| EXCERPTED RECORDS |
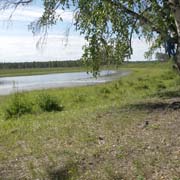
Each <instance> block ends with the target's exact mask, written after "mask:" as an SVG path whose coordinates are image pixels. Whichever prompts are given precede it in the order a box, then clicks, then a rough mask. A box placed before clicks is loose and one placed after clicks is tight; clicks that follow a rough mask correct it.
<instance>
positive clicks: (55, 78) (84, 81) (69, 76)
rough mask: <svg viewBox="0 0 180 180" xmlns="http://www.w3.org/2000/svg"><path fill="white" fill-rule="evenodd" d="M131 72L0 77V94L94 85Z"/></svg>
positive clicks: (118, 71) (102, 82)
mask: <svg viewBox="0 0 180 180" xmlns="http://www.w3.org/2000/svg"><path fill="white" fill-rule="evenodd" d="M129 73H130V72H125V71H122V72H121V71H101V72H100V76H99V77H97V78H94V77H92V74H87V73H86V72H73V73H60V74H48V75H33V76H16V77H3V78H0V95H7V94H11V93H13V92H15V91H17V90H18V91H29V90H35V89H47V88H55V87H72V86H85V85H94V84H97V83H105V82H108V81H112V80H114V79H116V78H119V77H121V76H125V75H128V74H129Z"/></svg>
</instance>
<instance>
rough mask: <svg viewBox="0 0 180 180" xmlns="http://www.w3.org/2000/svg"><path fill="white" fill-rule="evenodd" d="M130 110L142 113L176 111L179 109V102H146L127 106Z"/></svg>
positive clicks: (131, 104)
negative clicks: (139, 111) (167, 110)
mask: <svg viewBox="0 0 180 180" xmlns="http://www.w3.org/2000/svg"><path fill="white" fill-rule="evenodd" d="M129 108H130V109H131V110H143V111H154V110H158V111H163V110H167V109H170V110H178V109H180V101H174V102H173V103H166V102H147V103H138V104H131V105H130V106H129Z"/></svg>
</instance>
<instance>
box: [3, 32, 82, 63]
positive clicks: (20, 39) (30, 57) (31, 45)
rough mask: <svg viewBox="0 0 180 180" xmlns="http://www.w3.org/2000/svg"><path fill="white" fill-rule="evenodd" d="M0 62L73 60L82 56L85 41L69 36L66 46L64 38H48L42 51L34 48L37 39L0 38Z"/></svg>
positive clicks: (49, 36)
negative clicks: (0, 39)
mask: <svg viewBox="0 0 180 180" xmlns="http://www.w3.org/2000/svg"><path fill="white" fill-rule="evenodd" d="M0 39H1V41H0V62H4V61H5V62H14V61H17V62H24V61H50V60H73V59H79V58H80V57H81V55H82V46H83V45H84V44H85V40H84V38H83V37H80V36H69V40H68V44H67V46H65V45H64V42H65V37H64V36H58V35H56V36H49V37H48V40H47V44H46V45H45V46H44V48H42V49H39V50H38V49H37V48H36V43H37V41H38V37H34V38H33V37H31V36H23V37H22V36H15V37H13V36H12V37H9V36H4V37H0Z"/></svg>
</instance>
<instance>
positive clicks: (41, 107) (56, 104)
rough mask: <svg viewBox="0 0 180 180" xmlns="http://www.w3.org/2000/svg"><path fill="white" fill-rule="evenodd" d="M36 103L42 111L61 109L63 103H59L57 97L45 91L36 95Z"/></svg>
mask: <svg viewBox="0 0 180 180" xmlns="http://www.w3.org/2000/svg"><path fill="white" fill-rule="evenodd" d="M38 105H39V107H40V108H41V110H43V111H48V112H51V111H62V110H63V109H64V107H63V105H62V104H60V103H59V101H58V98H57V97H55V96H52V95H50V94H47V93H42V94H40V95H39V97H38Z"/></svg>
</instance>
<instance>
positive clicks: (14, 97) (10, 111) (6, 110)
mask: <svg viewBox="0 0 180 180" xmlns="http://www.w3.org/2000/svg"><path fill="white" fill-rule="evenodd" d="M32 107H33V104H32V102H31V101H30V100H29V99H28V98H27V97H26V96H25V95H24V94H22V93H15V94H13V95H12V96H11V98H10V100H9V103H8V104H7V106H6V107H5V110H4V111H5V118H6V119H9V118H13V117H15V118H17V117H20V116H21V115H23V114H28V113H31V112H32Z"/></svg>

...

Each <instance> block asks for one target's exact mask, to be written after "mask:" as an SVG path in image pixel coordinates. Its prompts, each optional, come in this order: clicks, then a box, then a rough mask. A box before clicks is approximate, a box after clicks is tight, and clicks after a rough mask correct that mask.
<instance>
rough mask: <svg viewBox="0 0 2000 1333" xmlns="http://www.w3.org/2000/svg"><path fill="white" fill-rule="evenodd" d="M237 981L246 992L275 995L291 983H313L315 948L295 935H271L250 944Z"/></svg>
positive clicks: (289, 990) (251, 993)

| PROMPT |
From the entries above, extract only the lines running from the one containing "Each <instance> block ends" through the one containing "positive clicks: (55, 78) (84, 81) (69, 76)", inclusive.

| RESPONSE |
Each <instance> block ends with the target's exact mask, written after "mask:" as an SVG path whose coordinates are image pixels. Whichever prompts are given precede it in the order a box, then clicks, then a rough mask. A box placed before clicks is loose and one placed after clicks is tight; clicks that follow a rough mask correct it.
<instance>
positive clicks: (55, 78) (84, 81) (69, 76)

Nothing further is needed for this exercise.